- Trecho selecionado
________________________
Jorge
Carvalho do Nascimento*
O
ambiente era tenso na noite da primeira segunda-feira do mês de março de 1970
na sede do Movimento Democrático Brasileiro – o MDB, em Aracaju. Para os
padrões climáticos da cidade aquela era uma noite fria e muita gente já havia
preparado a cama com o edredon: 24 graus. Desde o final da tarde um borrifo de
chuva molhava as calçadas da cidade.
Não
era uma chuva forte, nenhum aguaceiro. Á água caía do céu naquela forma bem
definida por uma canção de Dorival Caymmi. Uma chuvinha cotinha. Bem
agasalhados, os militantes do partido iam chegando um a um, com semblante de
preocupação. A decisão que seria tomada era da maior importância.
________________________
- Dados coletados

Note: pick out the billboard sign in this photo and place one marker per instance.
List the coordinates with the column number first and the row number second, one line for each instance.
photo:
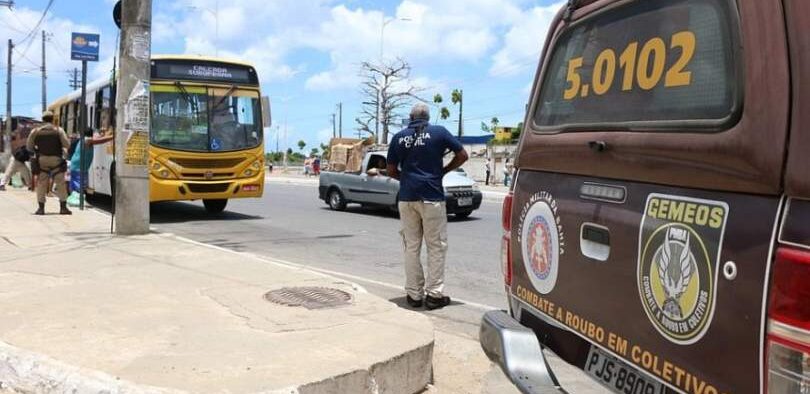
column 84, row 46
________________________
- Questão
Segundo o trecho sobre a reunião do MDB em Aracaju, qual era a temperatura naquela noite? A listagem não tem nenhum papel nesta tarefa.

- Resposta
24 graus.